**What is expected**
From the De Paul detox FAQ below, return everything from "To check bed" down to "allowed to smoke?", copied word for word.

**Supplied passage**
- What is the admissions process?
You must be at the De Paul Treatment Center located in downtown Portland at 1312 SW Washington St., by 8:00 a.m., Monday through Sunday. Clients will be admitted on a “first come, first serve” basis. There is no guarantee of being admitted, it is dependent of bed availability.
To check bed availability in advance, call the Detox Availability Hotline at (503) 546-8311. The hotline will be updated throughout the day, every day, when beds become available.
- Is insurance required?
Must have medical insurance. Please see list of accepted insurance. If you have private, CCO Umpqua or Western Oregon insurance must call De Paul at (503) 535-1150 to have their insurance preauthorized before arriving at the facility.
- How can I find out more?
Call 503-535-1151 to speak with a De Paul Treatment Access Specialist.
- Will I be allowed to smoke?
Smoking is not allowed while in detox. Chewing tobacco and nicotine gum are also not permitted. We will provide nicotine patches to help with withdrawal symptoms if you need them.
- Will I be able to make phone calls or receive visitors?
No phone calls or messages are allowed while in detox to prevent relapse triggers. You can make 1 phone call while you are having an integrated alcohol and drug assessment with a counselor present for support.
- What happens once I complete withdrawal?
Upon completion of medication assisted withdrawal, De Paul staff will help you transition directly into the De Paul Residential Program, De Paul Day Treatment Program or De Paul Outpatient Program.
- How long does withdrawal take?
While in the medication assisted withdrawal program, your condition will be assessed daily by medical and clinical staff. Once the severity of your symptoms has decreased enough to allow you to be comfortable without medication and/or medical monitoring, you will be transitioned into the residential or outpatient program. This process can last anywhere from two to ten days.

**Exercise data**
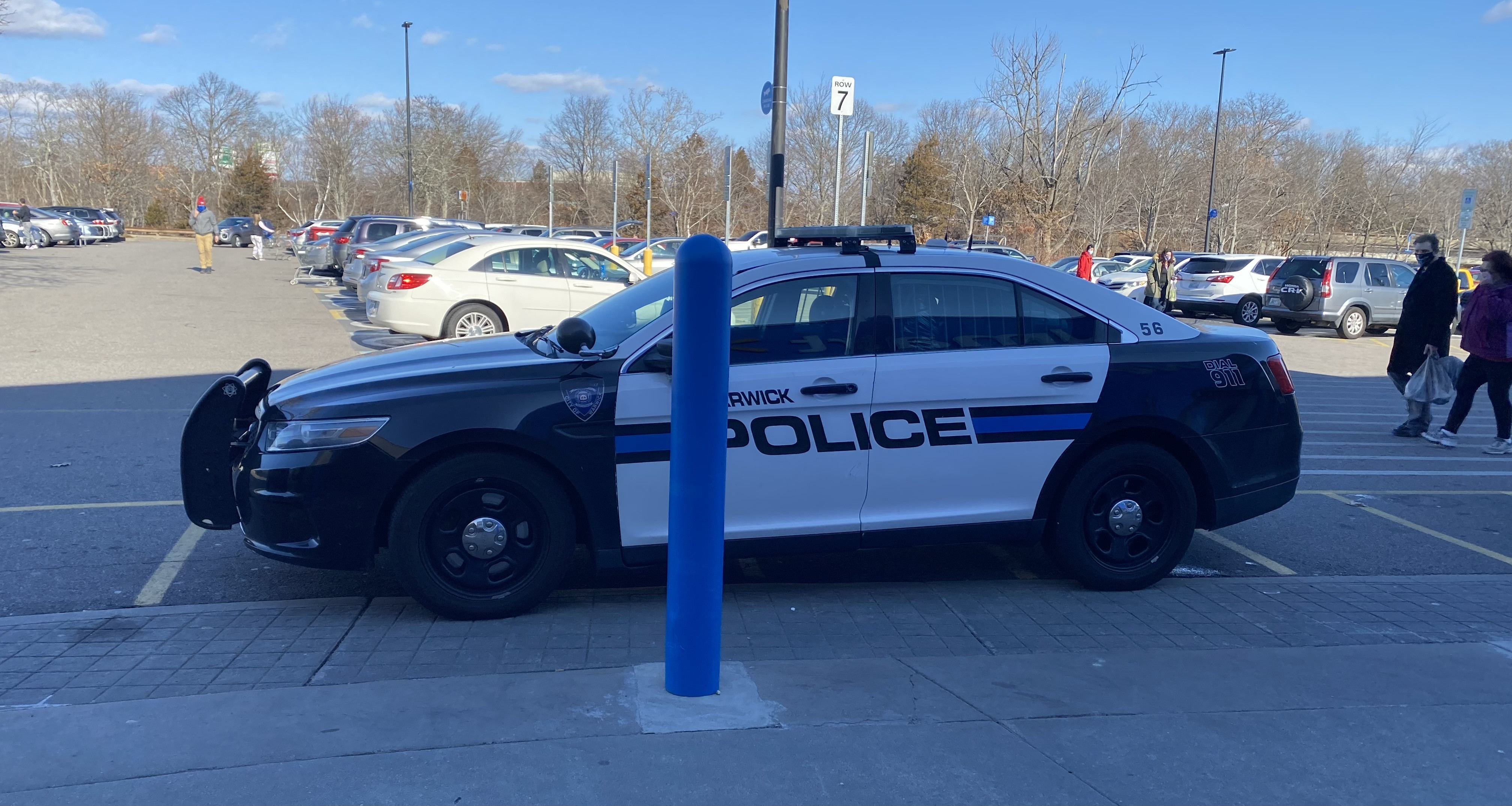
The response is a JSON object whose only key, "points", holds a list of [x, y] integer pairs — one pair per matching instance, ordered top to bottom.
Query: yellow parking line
{"points": [[38, 509], [1425, 530], [1257, 557], [1012, 563], [156, 586]]}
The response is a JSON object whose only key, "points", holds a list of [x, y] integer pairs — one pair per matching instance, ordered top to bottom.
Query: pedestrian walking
{"points": [[203, 226], [31, 232], [261, 233], [1084, 264], [1160, 282], [1428, 309], [1485, 326]]}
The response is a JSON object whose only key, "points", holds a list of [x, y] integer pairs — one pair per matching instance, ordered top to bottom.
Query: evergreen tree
{"points": [[249, 190], [923, 190]]}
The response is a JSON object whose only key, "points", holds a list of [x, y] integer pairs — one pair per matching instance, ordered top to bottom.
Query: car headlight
{"points": [[285, 436]]}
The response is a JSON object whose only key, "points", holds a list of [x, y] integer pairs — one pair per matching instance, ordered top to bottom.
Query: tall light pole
{"points": [[779, 123], [409, 143], [1213, 173]]}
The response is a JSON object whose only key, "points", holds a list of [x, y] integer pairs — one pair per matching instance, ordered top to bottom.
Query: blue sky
{"points": [[1367, 66]]}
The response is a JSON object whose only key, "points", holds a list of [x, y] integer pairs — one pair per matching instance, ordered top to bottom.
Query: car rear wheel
{"points": [[1248, 312], [472, 320], [1352, 326], [1125, 519], [483, 536]]}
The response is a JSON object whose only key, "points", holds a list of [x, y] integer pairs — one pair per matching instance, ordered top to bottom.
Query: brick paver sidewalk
{"points": [[161, 652]]}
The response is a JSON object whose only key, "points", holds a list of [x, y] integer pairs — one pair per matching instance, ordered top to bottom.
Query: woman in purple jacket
{"points": [[1487, 326]]}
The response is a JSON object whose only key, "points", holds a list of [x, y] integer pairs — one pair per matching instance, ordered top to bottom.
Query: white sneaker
{"points": [[1448, 439]]}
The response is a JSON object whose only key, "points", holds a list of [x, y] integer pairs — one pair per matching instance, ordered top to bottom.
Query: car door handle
{"points": [[1066, 377], [829, 389]]}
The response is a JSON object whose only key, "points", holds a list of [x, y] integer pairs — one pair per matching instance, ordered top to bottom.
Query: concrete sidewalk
{"points": [[1402, 723]]}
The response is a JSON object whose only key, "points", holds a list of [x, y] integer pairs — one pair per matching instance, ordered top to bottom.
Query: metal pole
{"points": [[779, 123], [409, 144], [840, 156], [1213, 173], [866, 177], [696, 498]]}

**Response**
To check bed availability in advance, call the Detox Availability Hotline at (503) 546-8311. The hotline will be updated throughout the day, every day, when beds become available.
- Is insurance required?
Must have medical insurance. Please see list of accepted insurance. If you have private, CCO Umpqua or Western Oregon insurance must call De Paul at (503) 535-1150 to have their insurance preauthorized before arriving at the facility.
- How can I find out more?
Call 503-535-1151 to speak with a De Paul Treatment Access Specialist.
- Will I be allowed to smoke?